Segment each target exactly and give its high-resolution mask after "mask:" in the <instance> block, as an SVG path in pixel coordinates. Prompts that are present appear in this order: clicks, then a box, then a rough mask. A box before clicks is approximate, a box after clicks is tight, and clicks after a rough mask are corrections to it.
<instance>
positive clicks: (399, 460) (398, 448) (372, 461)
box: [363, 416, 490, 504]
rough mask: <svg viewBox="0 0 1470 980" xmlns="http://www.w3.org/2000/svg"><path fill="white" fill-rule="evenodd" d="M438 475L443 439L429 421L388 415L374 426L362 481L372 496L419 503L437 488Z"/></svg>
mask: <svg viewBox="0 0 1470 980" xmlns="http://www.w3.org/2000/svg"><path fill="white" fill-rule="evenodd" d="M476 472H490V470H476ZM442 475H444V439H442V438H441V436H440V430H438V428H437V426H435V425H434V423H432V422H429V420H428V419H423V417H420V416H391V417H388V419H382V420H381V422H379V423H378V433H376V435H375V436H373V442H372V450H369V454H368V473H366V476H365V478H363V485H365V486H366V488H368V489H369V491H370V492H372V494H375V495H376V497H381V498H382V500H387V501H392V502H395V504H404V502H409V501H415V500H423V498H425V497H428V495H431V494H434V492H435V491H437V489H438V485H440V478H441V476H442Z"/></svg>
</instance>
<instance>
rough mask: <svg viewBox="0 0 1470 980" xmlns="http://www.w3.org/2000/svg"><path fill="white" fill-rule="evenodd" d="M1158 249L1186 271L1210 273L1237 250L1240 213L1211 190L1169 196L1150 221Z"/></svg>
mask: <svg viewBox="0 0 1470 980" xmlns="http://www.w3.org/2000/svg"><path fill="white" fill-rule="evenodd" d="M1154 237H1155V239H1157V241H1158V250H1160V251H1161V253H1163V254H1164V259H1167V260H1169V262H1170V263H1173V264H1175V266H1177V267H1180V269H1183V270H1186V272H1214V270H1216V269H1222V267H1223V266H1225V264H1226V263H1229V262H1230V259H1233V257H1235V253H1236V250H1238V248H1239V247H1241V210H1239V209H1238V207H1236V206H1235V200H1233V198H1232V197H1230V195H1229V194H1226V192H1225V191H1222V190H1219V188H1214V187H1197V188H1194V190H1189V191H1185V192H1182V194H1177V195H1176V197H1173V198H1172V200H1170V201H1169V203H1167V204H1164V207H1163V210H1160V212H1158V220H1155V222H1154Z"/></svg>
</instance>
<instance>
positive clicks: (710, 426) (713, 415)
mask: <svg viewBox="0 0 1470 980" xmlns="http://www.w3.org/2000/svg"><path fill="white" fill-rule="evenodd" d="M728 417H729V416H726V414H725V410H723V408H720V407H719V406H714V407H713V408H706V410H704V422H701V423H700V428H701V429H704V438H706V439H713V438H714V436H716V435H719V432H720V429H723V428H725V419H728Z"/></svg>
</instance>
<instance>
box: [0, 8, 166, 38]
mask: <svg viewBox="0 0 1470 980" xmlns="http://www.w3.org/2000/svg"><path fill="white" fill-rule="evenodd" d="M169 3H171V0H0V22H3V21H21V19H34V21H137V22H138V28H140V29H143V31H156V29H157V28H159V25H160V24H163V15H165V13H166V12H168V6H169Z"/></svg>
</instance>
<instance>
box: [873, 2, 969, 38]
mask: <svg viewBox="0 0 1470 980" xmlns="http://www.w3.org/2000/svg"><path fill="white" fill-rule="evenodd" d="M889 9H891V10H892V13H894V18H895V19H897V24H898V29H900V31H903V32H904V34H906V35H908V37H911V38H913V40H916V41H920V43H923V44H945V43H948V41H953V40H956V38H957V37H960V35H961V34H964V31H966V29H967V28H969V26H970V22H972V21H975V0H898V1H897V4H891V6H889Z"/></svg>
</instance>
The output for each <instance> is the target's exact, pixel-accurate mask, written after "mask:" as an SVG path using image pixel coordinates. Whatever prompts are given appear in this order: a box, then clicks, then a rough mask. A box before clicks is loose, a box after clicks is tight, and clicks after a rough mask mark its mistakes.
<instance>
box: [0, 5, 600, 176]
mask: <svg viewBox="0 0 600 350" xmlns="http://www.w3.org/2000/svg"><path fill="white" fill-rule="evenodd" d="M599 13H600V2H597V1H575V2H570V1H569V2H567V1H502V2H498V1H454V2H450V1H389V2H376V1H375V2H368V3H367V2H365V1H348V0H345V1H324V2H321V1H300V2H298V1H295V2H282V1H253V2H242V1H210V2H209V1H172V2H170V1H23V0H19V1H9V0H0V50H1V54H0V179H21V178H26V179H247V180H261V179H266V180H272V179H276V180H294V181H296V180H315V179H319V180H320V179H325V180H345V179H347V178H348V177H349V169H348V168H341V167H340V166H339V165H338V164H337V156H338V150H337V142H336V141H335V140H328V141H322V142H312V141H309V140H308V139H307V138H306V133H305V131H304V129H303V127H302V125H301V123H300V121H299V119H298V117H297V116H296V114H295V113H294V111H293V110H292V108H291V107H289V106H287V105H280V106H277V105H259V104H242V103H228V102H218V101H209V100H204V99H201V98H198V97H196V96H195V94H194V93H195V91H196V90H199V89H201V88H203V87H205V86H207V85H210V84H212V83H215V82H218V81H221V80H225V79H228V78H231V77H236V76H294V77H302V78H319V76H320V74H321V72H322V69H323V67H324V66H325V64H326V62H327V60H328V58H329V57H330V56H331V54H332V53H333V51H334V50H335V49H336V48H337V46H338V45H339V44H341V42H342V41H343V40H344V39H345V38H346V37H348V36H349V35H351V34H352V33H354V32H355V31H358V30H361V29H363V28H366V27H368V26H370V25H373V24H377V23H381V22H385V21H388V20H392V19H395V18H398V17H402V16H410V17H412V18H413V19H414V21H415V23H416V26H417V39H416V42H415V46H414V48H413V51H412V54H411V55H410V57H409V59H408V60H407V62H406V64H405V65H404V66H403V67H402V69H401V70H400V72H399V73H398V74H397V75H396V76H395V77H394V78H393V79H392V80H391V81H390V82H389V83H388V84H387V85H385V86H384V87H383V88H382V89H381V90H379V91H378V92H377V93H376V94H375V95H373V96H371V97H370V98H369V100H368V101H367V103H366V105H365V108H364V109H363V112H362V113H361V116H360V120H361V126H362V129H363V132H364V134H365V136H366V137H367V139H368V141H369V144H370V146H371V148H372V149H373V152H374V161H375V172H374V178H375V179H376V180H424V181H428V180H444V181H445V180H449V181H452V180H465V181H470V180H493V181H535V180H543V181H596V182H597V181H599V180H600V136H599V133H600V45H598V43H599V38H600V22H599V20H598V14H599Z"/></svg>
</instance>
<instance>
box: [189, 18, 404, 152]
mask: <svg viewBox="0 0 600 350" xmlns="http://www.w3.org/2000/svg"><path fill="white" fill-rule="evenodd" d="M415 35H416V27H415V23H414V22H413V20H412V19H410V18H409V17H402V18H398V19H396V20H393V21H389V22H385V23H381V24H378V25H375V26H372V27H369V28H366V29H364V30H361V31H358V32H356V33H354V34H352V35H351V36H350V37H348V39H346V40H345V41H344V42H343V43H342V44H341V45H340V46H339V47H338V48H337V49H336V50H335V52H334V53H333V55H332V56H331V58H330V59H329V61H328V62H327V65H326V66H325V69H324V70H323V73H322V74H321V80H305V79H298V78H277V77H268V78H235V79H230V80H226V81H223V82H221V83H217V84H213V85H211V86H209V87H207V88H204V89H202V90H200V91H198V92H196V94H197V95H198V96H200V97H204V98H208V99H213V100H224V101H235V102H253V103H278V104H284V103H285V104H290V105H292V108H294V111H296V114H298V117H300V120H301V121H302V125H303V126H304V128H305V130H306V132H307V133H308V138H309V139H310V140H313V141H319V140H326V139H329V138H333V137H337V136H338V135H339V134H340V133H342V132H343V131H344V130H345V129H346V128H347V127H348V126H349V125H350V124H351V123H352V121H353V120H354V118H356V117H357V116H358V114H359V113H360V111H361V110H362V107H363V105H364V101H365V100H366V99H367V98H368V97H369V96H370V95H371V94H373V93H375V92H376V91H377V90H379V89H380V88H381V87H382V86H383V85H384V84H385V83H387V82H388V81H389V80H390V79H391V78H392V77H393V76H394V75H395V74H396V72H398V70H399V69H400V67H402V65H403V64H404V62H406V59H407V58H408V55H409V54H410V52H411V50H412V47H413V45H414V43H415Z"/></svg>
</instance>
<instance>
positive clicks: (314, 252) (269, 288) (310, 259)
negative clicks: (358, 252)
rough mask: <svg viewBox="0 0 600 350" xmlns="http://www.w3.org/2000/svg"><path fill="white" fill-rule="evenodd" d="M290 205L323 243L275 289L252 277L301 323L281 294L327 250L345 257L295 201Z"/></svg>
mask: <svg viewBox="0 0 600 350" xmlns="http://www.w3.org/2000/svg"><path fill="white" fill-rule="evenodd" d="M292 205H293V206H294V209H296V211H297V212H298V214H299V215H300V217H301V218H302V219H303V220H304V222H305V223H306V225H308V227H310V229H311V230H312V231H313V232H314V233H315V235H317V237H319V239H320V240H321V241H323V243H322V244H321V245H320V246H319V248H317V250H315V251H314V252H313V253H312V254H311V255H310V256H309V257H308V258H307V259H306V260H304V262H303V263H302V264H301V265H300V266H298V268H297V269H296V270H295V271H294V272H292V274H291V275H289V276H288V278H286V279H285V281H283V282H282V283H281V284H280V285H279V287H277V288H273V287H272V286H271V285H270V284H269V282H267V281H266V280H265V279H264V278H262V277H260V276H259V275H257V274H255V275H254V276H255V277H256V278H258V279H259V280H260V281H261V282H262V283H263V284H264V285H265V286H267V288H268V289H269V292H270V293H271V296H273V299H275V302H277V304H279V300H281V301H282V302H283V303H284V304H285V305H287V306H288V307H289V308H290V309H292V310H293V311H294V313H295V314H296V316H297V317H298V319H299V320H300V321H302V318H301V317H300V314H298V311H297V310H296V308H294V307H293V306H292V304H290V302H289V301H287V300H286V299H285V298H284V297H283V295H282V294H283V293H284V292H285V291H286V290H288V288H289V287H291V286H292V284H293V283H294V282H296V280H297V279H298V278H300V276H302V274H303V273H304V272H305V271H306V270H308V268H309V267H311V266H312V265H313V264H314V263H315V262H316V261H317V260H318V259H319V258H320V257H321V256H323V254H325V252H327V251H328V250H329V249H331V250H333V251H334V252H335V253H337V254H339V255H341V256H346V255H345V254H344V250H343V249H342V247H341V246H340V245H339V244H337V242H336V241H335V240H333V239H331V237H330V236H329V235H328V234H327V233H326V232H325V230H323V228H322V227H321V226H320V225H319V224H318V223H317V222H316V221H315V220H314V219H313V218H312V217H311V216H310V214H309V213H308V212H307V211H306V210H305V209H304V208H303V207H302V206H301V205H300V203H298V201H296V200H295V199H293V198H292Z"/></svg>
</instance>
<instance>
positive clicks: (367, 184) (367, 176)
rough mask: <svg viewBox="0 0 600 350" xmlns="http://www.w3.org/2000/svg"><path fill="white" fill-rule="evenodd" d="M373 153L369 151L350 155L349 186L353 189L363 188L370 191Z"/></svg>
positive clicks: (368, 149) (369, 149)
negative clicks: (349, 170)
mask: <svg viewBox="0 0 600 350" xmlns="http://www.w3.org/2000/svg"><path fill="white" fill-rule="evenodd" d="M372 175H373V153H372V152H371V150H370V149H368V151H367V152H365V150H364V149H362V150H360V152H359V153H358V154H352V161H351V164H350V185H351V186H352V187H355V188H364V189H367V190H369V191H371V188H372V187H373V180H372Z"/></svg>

▬▬▬

Reproduce the data verbatim from its first line through the line containing "box: [363, 416, 490, 504]", with both ends included and nothing else added.

Segment each target exactly and give its high-resolution mask after "mask:" in the <instance> block, as an SVG path in pixel coordinates. Prompts that are present appear in this order: clicks, then a box, then a rough mask. A box before clicks is approximate, a box after clicks is tight, and clicks after a rough mask are corrections to it.
<instance>
positive clicks: (399, 460) (398, 448) (372, 461)
box: [363, 416, 490, 504]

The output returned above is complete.